* **Exercise description**
Reproduce the material below word for word, keeping every line in its original order.

* **Material for the task**

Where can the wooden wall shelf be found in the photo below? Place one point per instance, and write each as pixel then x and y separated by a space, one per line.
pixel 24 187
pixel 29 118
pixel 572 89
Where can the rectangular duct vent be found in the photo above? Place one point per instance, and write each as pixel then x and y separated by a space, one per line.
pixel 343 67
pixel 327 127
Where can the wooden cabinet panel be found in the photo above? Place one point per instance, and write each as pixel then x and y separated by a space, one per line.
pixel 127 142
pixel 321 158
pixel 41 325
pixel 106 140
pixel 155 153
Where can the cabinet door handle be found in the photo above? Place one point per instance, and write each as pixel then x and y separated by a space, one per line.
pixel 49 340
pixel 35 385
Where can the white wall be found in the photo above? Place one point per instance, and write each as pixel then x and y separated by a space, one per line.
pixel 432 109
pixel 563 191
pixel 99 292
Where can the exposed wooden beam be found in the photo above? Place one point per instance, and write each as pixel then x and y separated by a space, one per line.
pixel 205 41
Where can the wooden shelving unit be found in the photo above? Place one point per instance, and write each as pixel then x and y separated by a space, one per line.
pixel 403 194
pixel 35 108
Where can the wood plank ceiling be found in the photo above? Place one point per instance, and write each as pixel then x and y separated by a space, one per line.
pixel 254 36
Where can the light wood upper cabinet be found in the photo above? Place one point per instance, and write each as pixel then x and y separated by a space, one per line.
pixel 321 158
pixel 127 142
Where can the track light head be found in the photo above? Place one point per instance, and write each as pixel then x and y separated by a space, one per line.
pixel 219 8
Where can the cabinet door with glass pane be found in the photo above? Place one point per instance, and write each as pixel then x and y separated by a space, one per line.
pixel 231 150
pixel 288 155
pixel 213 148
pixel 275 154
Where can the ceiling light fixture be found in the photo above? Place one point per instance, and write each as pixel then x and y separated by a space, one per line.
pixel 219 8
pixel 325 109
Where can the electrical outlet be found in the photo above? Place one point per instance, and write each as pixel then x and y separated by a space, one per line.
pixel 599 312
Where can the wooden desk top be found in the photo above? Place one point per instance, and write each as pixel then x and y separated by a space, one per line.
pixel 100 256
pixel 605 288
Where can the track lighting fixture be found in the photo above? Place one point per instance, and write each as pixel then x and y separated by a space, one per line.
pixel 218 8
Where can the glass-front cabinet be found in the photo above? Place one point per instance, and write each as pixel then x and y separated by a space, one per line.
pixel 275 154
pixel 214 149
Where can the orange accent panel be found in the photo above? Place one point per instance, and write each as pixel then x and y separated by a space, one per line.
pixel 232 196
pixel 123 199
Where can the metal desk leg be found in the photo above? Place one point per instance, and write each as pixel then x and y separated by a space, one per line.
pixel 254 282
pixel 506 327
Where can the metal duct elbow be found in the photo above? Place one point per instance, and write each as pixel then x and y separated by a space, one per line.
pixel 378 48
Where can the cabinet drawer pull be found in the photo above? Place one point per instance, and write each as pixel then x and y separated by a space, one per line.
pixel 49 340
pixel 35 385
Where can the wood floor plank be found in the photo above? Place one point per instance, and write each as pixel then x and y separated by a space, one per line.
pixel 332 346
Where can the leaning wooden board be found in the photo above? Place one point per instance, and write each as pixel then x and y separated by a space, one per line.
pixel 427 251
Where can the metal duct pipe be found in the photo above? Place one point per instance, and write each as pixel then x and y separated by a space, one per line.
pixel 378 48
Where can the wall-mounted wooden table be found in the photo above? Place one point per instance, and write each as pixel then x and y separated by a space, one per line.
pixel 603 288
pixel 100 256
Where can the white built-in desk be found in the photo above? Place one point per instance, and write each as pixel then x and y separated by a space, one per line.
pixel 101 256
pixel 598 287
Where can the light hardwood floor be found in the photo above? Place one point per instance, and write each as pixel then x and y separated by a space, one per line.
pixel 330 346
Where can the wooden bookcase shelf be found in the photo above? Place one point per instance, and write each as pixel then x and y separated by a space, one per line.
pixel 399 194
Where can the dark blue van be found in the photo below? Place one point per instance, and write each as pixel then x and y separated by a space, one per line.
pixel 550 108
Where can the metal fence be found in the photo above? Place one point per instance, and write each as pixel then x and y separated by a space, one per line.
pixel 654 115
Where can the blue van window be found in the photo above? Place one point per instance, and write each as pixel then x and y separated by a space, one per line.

* **Solution below**
Where can the wooden wall shelf be found in the photo below? Place one point per instance, and write each as pixel then x and y separated by a space, one per line.
pixel 24 187
pixel 29 118
pixel 572 89
Where can the rectangular duct vent be found in the photo above? Place one point per instance, and write each as pixel then x and y separated by a space, one per line.
pixel 343 67
pixel 327 127
Where can the wooden cabinet panel be found in the photo above? Place one point per instance, and write each as pixel then x and y separated by a space, one per line.
pixel 127 142
pixel 321 158
pixel 41 325
pixel 106 140
pixel 155 153
Where can the cabinet door handle be found in the photo above? Place one point per instance, and write each as pixel then x and y separated by a space, one per line.
pixel 49 340
pixel 35 385
Where can the white wall be found in the photo above? Place one point per instance, and write each as pixel then x and y separated by a space, one per line.
pixel 432 109
pixel 563 191
pixel 99 292
Where can the exposed wooden beam be found in the photo above? Place one point per instance, and write each as pixel then x and y separated by a space, one per line.
pixel 205 41
Where can the wooden shelving unit be found in the photo above? Place one point per instance, and write each as pixel then x and y separated by a space, one per line.
pixel 403 194
pixel 35 108
Where can the wood plank ceiling be found in the photo above? Place one point per instance, and write each as pixel then x and y separated by a space, one per line.
pixel 254 36
Where can the light wood upper cabinet be found in the photo above? Place one point per instance, and write each as pixel then x and y separated by a space, one per line.
pixel 321 158
pixel 127 142
Where can the track light head be found in the photo above? Place one point per instance, and write each as pixel then x and y separated by a space, one per line.
pixel 219 8
Where can the cabinet door with glass pane be found in the photo above? Place one point per instance, and write each as pixel then x and y separated by a space, one per line.
pixel 231 150
pixel 288 155
pixel 213 148
pixel 275 154
Where can the ceiling light fixture be found in the photo above? Place one point per instance, and write each as pixel then x and y separated by a space, one per line.
pixel 219 8
pixel 325 109
Where can the electrical outlet be found in the photo above? Place one point per instance, and write each as pixel then x and y separated by a space, one per line.
pixel 599 312
Where can the wooden desk top be found in the photo above? Place one point per instance, and write each as pixel then x and y separated by a space, one per line.
pixel 100 256
pixel 605 288
Where can the track lighting fixture be found in the photo above? Place one point per instance, and write each as pixel then x and y separated by a space, one per line.
pixel 218 8
Where can the glass-front cabinet be found in the photo above? Place one point per instance, and write each as pixel then x and y separated by a space, one per line.
pixel 275 154
pixel 214 149
Where can the orange accent panel be found in the photo above? Place one point per instance, and write each as pixel then x and y separated by a space, one per line.
pixel 232 196
pixel 123 199
Where can the metal desk leg be found in the photo above? Place one point per instance, and write each as pixel then x and y separated by a space, one per line.
pixel 254 282
pixel 506 327
Where can the metal duct elbow be found in the photo above? Place one point per instance, and write each as pixel then x and y separated by a space, one per line.
pixel 378 48
Where can the cabinet drawer pull be found in the photo above? Place one point per instance, and write each as pixel then x and y separated by a space, one per line.
pixel 49 340
pixel 35 385
Where can the wood floor plank be found in the photo above? Place one point per instance, and write each as pixel then x and y separated by a space, one per line.
pixel 332 346
Where can the leaning wooden board be found in the photo above? Place one point per instance, and write each as pixel then x and y separated by a space, one per line.
pixel 427 251
Where can the metal duct pipe be found in the photo above? Place one point per instance, and write each as pixel then x and y separated by a space, one per line.
pixel 378 48
Where can the wall-mounted wooden table be found in the photo above? Place one point per instance, and write each as pixel then x and y separated by a space, one per line.
pixel 603 288
pixel 100 256
Where can the white built-in desk be found in the photo above? Place one point per instance, and write each as pixel then x and y separated by a space, one per line.
pixel 101 256
pixel 598 287
Where can the light hardwood floor be found in the photo above? Place one point per instance, and write each as pixel then x and y separated by a space, one per line.
pixel 330 346
Where can the wooden bookcase shelf be found in the photo above? Place one point per instance, and write each as pixel then x and y separated by a space, one per line.
pixel 399 194
Where can the dark blue van be found in the photo below? Place one point per instance, and write each as pixel then x and y separated by a space, one per line.
pixel 550 108
Where can the metal fence be found in the photo above? Place one point per instance, and write each as pixel then x and y separated by a space, one per line.
pixel 654 115
Where can the blue van window be found in the photo above? Place one point per instance, and write each as pixel then x and y separated by a space, one per line.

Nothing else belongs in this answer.